• Given exercise:
Copy the material again, starting with the line that contains "the red scarf" and going on through the last line of the material, with the requests left as they are. Scale every point coordinate in the answers by 2.6, and round each result to a whole number, with halves rounded up.

• Input rows:
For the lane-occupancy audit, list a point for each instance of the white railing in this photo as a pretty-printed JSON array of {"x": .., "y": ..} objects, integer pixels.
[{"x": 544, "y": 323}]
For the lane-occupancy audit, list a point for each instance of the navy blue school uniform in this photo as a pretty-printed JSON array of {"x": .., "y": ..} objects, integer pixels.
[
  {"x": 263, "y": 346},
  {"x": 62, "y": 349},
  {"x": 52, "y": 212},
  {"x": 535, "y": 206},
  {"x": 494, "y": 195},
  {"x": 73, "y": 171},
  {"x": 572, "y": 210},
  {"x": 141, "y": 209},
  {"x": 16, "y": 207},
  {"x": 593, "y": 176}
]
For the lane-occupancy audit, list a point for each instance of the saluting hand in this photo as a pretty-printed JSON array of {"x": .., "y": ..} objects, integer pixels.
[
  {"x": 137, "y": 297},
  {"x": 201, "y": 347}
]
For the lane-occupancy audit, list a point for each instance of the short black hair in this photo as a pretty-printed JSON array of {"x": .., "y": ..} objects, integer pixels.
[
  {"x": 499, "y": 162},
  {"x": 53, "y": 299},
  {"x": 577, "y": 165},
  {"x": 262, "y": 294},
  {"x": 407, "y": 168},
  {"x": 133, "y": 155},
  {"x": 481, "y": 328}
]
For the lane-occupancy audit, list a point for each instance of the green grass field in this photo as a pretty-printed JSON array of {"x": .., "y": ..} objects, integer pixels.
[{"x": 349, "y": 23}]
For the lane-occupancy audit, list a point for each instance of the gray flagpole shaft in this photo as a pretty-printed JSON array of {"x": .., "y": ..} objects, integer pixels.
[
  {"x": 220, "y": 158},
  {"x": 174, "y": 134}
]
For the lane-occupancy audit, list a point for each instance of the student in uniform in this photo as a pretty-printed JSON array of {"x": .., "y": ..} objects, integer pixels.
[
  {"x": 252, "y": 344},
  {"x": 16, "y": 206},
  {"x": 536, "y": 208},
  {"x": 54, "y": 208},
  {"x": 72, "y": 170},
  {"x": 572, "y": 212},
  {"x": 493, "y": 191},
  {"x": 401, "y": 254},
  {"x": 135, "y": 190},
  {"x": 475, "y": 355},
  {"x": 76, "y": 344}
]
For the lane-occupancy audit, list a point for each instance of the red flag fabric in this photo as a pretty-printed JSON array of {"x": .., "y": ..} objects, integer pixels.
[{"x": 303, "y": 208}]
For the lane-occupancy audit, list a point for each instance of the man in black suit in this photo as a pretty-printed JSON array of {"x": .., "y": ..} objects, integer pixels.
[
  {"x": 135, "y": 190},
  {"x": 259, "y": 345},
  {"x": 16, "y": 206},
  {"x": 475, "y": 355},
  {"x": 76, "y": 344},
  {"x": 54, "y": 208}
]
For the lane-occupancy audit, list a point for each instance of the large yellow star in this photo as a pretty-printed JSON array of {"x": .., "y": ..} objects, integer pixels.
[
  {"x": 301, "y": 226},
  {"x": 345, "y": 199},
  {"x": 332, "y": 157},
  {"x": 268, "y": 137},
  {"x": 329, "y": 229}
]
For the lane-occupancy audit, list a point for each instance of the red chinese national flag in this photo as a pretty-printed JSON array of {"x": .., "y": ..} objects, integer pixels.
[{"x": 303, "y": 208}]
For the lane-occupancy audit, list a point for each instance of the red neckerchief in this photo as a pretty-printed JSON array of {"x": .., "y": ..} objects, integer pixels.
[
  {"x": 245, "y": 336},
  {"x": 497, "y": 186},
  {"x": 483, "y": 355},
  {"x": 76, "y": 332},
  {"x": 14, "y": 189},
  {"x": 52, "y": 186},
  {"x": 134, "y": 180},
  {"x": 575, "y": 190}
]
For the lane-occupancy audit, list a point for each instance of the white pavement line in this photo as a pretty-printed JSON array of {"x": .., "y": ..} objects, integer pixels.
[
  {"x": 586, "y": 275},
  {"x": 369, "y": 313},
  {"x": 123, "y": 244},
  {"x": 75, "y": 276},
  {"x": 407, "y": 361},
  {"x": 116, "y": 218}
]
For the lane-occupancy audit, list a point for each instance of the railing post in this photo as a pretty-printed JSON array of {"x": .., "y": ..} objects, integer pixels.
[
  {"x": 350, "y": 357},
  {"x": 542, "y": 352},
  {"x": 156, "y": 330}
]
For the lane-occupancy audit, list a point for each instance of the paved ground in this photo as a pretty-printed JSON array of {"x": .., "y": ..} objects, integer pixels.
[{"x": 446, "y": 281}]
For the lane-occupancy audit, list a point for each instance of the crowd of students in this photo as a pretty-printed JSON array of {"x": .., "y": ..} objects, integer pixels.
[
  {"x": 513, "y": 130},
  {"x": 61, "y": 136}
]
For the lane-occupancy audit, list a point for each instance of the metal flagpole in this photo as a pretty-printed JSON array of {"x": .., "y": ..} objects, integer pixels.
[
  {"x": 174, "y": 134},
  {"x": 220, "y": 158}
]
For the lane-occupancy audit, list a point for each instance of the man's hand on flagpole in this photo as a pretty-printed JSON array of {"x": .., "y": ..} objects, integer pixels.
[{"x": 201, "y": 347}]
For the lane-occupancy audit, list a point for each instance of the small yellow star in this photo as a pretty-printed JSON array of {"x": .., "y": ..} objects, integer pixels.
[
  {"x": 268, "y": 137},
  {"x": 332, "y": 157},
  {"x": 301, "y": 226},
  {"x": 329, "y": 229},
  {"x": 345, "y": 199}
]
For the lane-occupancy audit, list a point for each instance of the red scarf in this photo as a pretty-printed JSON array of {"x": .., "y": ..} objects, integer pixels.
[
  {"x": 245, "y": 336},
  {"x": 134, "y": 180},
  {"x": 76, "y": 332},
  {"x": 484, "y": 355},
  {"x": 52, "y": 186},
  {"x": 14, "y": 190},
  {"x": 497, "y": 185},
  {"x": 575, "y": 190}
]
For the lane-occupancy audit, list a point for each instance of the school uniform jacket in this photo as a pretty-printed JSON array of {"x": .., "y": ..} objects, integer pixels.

• Result:
For the lane-occupancy audit, list a point for each instance of the red scarf in this photo as a pretty-printed JSON array of {"x": .., "y": ..} objects, integer pixels.
[
  {"x": 637, "y": 874},
  {"x": 348, "y": 468},
  {"x": 198, "y": 863},
  {"x": 1258, "y": 923},
  {"x": 135, "y": 484},
  {"x": 36, "y": 494},
  {"x": 1292, "y": 481},
  {"x": 1495, "y": 494}
]
For the lane-occupancy audit, list a point for each instance of the school uniform jacket in this photo as a pretty-printed JSON array of {"x": .., "y": ..} objects, integer pixels.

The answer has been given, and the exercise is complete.